Real Gardeners Use Hoses, Not Sprinklers

garden hoseIf you want to develop a real understanding of your plants, consider watering them up close with a hose. Many gardeners are fed up with sprinklers since they water too much or too little, provide inadequate coverage, or overshoot the mark and water sidewalk, street, wall and fence as much as the garden.
Horticulturally speaking, the major problem with sprinklers, especially when activated by a programmed time clock, is that they encourage remote control gardening and put distance between you and your plants.
Each time you water with a hose, you cannot help but bend down and take an extra moment to observe each plant.
This continual observation will not only develop a keen sense of when to water but a knowledge of how much sun or shade each species requires to grow its best. You will also notice the insect pests and diseases that might plague a particular plant and take note of how plants respond to the various types of fertilizers that you apply.
I know a veteran gardener who abandoned his sprinkler system about the time he gave up his lawn. “If I can’t water it with a hose, it’s not worth growing,” he recently told me. “When I water with a hose,” he continued, “most of my plants receive a fraction of the water they would get if I had to rely on sprinklers to irrigate them.”
Hoses are available in diameters ranging from half an inch to one inch. I find the three-quarter diameter most satisfying since the stream of water emitted is strong enough so that you do not have to spend all day watering without being so powerful that you end up splashing and puddling your way through the garden. An advantage of three-quarter hoses is the ability to utilize hose-end attachments, which have a matching three-quarter inch diameter female connection, with them.
It is generally a good idea to use a hose-end attachment when watering since it gives you more control over the flow of water from the hose. Select from shower head water wands, adjustable and Fogg-It nozzles and spray guns. Hose-end sprayers, through which fertilizers and other chemicals are applied, also are made for three-quarter inch hoses.
Hoses are made of vinyl, rubber or a combination of the two. Vinyl is lighter than rubber but also kinks more easily. The classic vinyl (actually PVC or polyvinyl chloride) hose is dark green in color. It is the least expensive hose but has the least durability. Generally speaking, you get what you pay for with hoses in terms of their longevity as the more expensive hoses last the longest.
The Gilmour Flexogen hose is touted as “the last hose you will ever buy” and carries a life time warranty. It has a collar so that it does not kink next to the hose bib (water faucet). It is soft and foamy and reasonably light weight.
Soaker hoses, made of recycled tires, have tiny holes in them from which water seeps into the earth. These are effective in new plantings of California natives and other drought tolerant species.

### Work order A
Do these statements agree with the garden hose article? Answer yes or no for each, quoting the words from the article that decide it. (i) Vinyl hoses kink more easily than rubber hoses. (ii) The classic vinyl hose is the most durable kind of hose. (iii) Soaker hoses are made of recycled tires.
### Work order B
Reproduce the part of the garden hose article starting with "Hoses are made" and going on through "last the longest.", word for word.

### Data excerpts
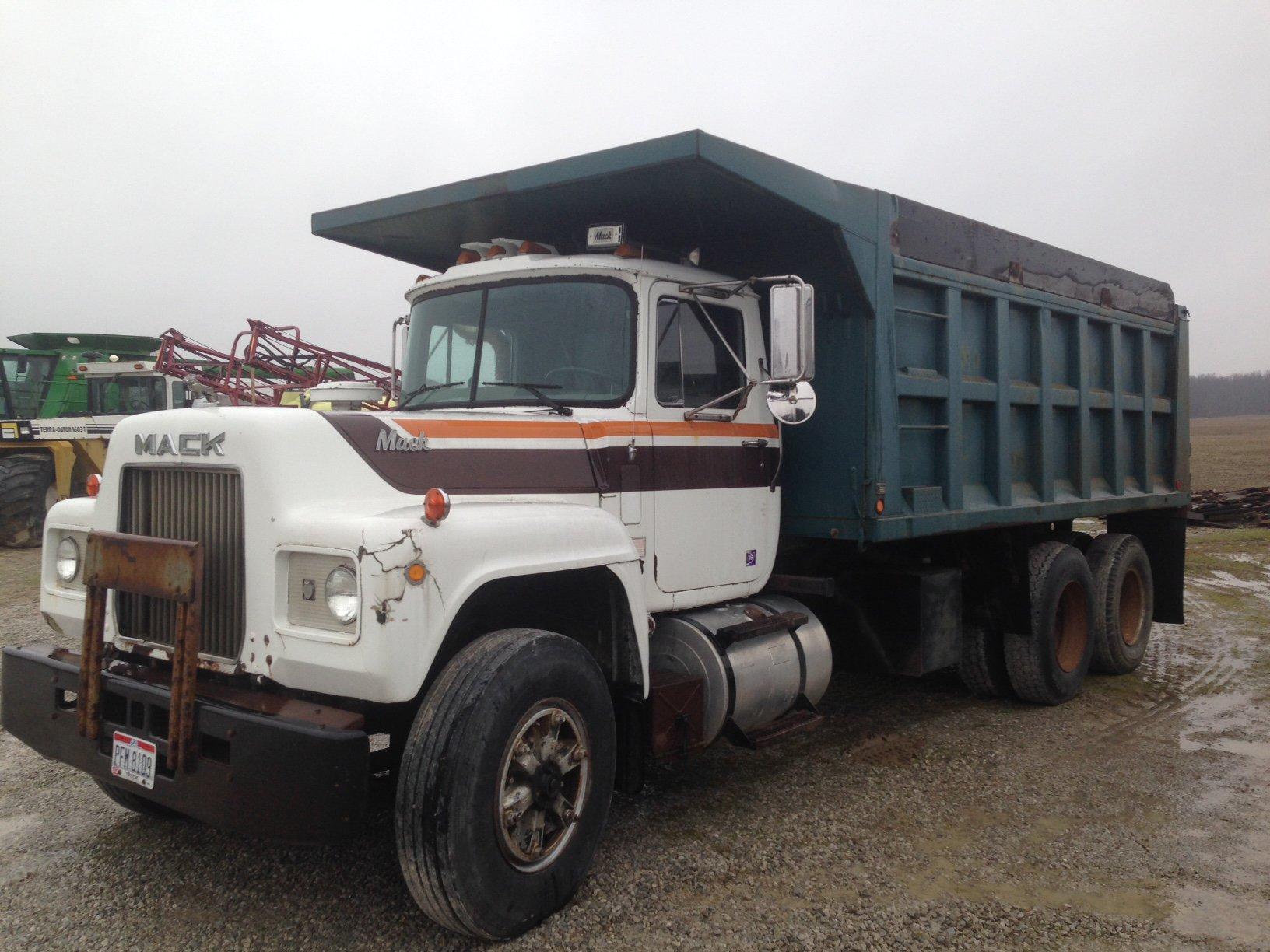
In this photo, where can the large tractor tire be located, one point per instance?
(1048, 663)
(27, 493)
(504, 783)
(1123, 602)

### Answer A
(i) Yes: "Vinyl is lighter than rubber but also kinks more easily."
(ii) No: "It is the least expensive hose but has the least durability."
(iii) Yes: "Soaker hoses, made of recycled tires, have tiny holes in them from which water seeps into the earth."

### Answer B
Hoses are made of vinyl, rubber or a combination of the two. Vinyl is lighter than rubber but also kinks more easily. The classic vinyl (actually PVC or polyvinyl chloride) hose is dark green in color. It is the least expensive hose but has the least durability. Generally speaking, you get what you pay for with hoses in terms of their longevity as the more expensive hoses last the longest.